▶ _Brief_
Print every record exactly, with nothing added or left out.

· · · · · · ·

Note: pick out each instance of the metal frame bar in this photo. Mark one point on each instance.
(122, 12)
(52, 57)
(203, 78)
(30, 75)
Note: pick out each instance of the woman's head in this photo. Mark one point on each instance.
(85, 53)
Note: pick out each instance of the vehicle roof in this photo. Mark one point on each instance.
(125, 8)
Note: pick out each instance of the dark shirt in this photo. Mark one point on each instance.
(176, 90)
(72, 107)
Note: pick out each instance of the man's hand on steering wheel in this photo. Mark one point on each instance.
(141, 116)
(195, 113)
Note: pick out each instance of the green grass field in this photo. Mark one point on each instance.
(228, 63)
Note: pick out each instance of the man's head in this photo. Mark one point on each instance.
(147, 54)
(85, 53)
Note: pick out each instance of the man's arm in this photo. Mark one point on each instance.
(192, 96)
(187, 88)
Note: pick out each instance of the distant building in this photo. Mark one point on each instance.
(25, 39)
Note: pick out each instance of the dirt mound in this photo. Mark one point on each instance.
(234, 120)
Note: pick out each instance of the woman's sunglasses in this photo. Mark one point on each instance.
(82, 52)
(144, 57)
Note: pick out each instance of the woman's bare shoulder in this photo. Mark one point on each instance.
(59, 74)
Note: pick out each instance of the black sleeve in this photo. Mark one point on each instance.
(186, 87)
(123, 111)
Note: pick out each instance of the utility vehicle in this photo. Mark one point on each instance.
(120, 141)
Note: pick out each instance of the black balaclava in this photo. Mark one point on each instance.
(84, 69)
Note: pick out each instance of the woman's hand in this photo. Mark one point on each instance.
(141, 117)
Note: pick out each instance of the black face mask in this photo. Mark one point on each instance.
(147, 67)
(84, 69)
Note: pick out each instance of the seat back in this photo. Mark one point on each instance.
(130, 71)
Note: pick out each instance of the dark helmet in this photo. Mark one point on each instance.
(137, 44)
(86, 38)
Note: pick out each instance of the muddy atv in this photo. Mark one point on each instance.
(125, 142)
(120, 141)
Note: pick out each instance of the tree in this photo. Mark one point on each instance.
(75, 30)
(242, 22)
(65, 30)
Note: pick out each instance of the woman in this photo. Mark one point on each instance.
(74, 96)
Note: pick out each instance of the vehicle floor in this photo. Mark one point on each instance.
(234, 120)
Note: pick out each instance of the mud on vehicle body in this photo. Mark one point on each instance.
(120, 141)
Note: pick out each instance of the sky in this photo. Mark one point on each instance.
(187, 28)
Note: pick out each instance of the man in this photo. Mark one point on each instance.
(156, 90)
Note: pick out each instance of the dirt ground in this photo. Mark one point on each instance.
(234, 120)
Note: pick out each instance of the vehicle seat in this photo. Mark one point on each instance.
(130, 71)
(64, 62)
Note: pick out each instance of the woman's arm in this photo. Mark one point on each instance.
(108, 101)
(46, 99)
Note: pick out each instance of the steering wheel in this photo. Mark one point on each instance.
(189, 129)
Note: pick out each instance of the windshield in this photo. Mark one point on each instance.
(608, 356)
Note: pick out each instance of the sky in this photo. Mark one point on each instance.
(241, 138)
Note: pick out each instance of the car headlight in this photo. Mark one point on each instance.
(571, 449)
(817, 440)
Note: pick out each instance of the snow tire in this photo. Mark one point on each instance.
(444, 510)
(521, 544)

· · · · · · ·

▶ _Result of the task_
Note: pick out each instance of the metal frame bar in this photo. Mark one point on each instance.
(122, 12)
(52, 57)
(203, 78)
(30, 75)
Note: pick out each instance of the woman's head in this photo. Mark one point on each instance.
(85, 53)
Note: pick out each instance of the vehicle roof in this photo. Mark one point on each instance.
(125, 8)
Note: pick out each instance of the dark shirt in this photo. Mark one point on each instance.
(176, 90)
(72, 107)
Note: pick out each instance of the man's hand on steering wheel in this photo. Mark one point on each instance.
(141, 116)
(195, 113)
Note: pick out each instance of the green grass field in this photo. Mark one point on each instance.
(228, 63)
Note: pick out each instance of the man's head in this photo. Mark one point on each instance.
(147, 54)
(85, 53)
Note: pick out each instance of the man's arm in this photo. Mark one point on each instance.
(192, 96)
(187, 88)
Note: pick out each instance of the distant building in this photo. Mark one point on each instance.
(25, 39)
Note: pick out each instance of the dirt mound in this photo. Mark one point on each instance.
(234, 120)
Note: pick out each instance of the woman's sunglasses in this photo. Mark one point on each instance.
(82, 52)
(144, 57)
Note: pick out each instance of the woman's bare shoulder in this photo. Mark one point on each instance.
(59, 74)
Note: pick out each instance of the black sleeve in this photo. Mark one point on each instance.
(186, 87)
(123, 111)
Note: pick out each instance of the utility vehicle in this photo. Mark one point on each instance.
(120, 141)
Note: pick out each instance of the black balaclava in this photo. Mark one point on each instance.
(84, 69)
Note: pick out each instance of the woman's hand in this photo. Mark one point on each instance.
(141, 117)
Note: pick out each instance of the black face mask in this photo. Mark one point on each instance.
(147, 67)
(84, 69)
Note: pick out each instance of the seat back in this photo. Mark one point on each instance.
(130, 71)
Note: pick out each instance of the dark helmet in this photo. Mark one point on each instance.
(137, 44)
(86, 38)
Note: pick out each instance of the muddy atv in this photo. Mark one point on each instance.
(125, 142)
(120, 141)
Note: pick out each instance of the tree in this photo. Mark one point on each instance.
(75, 30)
(242, 22)
(65, 30)
Note: pick out each instance of the woman in this photo. Mark one point on each instance.
(74, 96)
Note: pick out each instance of the vehicle floor in this photo. Mark one point on each instance.
(234, 120)
Note: pick out each instance of the mud on vehicle body in this photo. Mark one point on each instance.
(120, 141)
Note: pick out each instance of the sky in this photo. Mark one point on each instance.
(187, 28)
Note: pick out each instance of the man in this photo. Mark one point on each instance.
(156, 90)
Note: pick out each instance of the dirt ground in this photo. Mark one point on each instance.
(234, 120)
Note: pick out each instance of the vehicle seat in this photo. Mark one point on each instance.
(130, 71)
(64, 62)
Note: pick out each instance of the woman's arm in this photo. Mark one point on each instance.
(108, 101)
(46, 99)
Note: pick out each instance of the steering wheel in this photo. Mark one point on each instance.
(189, 129)
Note: pick out each instance of the windshield in this photo. Mark one point on each instance.
(608, 356)
Note: pick out each instance of the sky in this photo. Mark one point on each instance.
(241, 138)
Note: pick out each instance of the car headlight in this photo. Mark one point on each instance.
(571, 449)
(817, 440)
Note: pick out each instance of the snow tire in this photo. Mark one point on each instance.
(444, 510)
(521, 544)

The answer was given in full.